# What is expected:
Note each line in the data holding the string "branch" and report it.

(Beginning of Provided material)

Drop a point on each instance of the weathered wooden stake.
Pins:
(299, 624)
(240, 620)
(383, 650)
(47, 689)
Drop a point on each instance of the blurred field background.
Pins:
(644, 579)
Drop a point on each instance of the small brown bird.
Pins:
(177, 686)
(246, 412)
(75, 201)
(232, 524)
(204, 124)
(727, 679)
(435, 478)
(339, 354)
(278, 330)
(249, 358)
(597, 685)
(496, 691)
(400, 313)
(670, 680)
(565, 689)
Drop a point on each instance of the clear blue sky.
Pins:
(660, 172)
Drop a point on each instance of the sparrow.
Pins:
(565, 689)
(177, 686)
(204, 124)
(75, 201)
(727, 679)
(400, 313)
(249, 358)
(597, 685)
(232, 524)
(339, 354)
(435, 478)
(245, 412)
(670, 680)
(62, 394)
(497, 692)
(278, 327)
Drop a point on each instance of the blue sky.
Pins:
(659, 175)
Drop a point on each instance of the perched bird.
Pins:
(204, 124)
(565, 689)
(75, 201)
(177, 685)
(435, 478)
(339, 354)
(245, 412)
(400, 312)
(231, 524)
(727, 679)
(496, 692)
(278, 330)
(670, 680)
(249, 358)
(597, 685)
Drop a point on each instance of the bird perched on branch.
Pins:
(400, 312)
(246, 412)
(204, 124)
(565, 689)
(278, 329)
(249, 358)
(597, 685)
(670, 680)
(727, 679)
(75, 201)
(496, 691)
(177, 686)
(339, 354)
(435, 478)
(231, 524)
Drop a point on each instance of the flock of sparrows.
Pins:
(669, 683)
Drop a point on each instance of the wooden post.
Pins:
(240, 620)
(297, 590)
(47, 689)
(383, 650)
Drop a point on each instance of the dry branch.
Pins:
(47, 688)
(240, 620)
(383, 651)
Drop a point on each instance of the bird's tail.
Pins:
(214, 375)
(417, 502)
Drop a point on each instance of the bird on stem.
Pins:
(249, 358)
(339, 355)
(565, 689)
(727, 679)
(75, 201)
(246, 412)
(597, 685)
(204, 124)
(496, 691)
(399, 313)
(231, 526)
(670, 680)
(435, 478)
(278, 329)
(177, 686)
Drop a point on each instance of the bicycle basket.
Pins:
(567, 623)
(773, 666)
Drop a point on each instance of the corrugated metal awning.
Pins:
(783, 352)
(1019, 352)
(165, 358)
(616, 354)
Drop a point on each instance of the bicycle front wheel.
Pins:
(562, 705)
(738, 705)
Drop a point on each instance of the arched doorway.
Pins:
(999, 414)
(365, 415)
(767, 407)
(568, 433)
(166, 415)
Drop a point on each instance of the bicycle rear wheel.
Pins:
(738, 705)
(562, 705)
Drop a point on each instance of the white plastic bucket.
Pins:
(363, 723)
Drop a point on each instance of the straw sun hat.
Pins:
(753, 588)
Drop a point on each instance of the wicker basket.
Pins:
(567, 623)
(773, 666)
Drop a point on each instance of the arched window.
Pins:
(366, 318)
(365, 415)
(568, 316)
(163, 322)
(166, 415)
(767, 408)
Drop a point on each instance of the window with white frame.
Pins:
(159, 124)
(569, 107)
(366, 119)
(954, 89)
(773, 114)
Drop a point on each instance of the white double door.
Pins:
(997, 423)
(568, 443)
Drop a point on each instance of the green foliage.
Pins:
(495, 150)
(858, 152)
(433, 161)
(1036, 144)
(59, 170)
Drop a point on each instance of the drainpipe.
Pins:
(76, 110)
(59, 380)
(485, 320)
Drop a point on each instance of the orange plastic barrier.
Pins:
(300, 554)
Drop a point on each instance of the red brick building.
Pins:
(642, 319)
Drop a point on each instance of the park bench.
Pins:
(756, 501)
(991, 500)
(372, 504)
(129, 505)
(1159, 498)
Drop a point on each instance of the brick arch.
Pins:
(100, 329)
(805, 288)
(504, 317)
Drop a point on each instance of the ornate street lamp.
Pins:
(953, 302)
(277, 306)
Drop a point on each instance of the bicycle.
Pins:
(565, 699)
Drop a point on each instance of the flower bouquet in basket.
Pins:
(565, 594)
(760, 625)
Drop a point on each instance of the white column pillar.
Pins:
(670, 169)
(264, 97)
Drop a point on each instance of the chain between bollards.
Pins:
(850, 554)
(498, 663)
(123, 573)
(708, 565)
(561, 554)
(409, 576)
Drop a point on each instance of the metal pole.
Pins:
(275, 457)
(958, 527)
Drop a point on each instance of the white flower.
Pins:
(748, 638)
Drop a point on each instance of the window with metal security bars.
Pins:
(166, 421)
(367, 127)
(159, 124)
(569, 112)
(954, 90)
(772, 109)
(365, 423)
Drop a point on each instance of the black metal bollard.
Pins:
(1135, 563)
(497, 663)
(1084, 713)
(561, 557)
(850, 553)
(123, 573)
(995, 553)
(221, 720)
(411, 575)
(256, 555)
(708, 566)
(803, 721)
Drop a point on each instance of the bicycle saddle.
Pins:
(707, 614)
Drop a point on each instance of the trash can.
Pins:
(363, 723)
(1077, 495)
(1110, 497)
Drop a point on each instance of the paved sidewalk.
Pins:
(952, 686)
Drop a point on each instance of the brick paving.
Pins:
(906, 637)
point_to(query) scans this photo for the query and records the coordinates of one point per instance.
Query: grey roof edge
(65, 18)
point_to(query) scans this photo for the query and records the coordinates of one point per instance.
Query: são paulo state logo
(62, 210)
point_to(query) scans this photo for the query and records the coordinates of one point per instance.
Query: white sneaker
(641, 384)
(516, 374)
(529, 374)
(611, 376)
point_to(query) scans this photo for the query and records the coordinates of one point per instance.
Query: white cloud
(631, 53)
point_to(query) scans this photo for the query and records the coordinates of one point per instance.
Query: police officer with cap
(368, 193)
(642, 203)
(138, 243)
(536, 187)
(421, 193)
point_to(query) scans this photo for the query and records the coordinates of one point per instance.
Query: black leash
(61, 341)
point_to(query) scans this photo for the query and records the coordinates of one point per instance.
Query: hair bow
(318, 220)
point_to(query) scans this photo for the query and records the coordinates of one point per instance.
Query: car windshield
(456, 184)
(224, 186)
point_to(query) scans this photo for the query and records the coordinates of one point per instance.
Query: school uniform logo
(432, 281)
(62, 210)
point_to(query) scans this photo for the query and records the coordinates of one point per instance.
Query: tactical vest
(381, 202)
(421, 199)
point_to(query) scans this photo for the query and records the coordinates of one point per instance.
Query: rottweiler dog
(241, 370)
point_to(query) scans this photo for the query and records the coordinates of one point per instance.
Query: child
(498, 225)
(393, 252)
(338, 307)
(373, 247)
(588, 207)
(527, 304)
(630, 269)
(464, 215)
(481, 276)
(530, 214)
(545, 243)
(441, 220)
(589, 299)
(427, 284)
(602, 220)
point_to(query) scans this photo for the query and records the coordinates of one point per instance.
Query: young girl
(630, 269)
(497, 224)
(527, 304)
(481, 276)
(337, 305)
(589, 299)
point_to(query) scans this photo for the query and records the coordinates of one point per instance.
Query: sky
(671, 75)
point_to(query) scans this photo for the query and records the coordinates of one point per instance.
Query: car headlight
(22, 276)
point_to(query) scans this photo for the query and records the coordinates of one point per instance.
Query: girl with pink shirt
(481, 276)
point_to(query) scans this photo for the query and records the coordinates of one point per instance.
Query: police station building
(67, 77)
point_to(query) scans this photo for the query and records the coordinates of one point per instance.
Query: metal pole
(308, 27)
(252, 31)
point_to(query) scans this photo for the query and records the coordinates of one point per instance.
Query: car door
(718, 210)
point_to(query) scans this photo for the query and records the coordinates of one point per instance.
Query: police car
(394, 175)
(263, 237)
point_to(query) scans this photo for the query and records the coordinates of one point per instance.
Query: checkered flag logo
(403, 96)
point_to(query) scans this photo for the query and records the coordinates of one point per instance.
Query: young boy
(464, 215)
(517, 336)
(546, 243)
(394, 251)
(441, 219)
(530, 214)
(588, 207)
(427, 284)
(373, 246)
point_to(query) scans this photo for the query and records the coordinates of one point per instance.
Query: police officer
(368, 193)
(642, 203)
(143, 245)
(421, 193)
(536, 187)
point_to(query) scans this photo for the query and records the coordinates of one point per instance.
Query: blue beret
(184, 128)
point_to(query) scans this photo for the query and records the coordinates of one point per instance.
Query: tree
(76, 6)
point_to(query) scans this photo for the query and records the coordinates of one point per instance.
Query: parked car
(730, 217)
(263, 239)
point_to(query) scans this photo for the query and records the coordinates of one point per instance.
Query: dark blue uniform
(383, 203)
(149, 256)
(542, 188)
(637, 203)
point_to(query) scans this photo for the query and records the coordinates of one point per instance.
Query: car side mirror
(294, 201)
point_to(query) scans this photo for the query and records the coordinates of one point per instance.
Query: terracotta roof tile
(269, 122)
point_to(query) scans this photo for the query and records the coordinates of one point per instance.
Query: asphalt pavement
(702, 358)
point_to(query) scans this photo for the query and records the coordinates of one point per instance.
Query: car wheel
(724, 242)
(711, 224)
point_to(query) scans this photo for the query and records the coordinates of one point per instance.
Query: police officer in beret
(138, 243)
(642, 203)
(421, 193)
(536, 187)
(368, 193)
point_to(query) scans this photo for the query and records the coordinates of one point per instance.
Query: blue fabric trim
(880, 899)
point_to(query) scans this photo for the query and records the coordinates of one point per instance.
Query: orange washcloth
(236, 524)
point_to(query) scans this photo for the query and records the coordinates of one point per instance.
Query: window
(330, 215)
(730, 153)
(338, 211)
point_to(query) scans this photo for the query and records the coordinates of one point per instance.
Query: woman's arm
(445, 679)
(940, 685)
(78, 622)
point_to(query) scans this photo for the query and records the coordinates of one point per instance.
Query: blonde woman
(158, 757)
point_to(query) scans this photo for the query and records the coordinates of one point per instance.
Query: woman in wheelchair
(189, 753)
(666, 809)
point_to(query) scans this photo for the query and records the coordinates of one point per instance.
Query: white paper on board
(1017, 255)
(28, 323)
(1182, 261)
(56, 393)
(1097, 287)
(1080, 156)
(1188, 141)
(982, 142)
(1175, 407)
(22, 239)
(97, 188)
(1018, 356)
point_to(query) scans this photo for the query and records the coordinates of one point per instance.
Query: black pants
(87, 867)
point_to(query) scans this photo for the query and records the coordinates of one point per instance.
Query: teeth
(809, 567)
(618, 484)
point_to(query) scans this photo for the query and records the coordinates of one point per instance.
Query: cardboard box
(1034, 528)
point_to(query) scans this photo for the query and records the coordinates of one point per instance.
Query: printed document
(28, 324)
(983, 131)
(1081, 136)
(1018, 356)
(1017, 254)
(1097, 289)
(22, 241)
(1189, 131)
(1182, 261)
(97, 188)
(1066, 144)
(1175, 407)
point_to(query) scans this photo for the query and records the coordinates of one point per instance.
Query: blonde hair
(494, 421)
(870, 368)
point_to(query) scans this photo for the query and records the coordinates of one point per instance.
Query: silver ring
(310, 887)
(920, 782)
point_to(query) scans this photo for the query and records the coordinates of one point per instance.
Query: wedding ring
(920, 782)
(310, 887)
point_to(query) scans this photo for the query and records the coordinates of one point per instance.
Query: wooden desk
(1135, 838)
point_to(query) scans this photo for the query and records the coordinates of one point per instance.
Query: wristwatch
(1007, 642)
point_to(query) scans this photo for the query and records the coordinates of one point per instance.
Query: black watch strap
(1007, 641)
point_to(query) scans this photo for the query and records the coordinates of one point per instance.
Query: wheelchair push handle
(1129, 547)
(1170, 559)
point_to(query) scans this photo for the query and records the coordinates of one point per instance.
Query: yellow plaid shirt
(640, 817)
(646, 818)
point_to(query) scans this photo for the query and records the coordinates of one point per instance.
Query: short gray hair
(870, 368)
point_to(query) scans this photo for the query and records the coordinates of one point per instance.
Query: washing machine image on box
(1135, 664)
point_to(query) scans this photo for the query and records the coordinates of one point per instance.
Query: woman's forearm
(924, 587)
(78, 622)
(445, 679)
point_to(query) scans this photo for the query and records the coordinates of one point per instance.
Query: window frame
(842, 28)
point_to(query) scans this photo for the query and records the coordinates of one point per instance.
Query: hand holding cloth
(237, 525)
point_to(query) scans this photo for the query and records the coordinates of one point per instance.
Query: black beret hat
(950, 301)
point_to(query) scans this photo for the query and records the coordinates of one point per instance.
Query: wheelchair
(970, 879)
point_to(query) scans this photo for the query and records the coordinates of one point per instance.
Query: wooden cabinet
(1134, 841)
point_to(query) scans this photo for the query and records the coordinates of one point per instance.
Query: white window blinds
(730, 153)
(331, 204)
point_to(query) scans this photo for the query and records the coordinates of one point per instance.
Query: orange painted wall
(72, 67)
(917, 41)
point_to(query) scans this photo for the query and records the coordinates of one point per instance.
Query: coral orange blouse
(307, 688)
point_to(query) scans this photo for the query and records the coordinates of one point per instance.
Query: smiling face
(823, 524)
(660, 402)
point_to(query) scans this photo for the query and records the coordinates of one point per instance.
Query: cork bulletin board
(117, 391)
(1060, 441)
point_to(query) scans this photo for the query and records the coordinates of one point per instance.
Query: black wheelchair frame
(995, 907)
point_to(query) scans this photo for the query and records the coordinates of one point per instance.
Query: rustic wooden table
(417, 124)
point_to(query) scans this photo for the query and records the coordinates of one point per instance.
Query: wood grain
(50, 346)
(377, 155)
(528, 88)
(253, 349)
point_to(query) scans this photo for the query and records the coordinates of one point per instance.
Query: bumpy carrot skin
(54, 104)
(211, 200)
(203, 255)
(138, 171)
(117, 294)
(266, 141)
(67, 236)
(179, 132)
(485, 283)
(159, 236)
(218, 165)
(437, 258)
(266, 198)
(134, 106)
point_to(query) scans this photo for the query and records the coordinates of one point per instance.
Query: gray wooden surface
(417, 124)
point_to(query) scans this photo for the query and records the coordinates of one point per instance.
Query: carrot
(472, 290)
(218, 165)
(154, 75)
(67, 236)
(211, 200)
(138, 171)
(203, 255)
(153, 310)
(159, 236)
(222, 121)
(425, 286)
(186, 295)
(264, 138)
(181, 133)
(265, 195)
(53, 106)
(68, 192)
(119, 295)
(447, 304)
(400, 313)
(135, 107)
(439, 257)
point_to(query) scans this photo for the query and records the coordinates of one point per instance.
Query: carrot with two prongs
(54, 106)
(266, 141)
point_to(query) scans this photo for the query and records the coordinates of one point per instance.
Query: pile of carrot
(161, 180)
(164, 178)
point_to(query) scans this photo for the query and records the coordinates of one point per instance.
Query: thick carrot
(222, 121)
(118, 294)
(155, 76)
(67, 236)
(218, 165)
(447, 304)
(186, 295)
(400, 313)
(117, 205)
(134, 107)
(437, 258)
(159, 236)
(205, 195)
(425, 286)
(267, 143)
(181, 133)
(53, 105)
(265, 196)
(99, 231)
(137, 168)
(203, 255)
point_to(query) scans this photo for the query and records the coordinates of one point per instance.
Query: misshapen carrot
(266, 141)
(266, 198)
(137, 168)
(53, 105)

(End of Provided material)

# Solution to this task:
Drop a point on each instance of the bird perched on branch.
Drop a point on each instance of the dry branch.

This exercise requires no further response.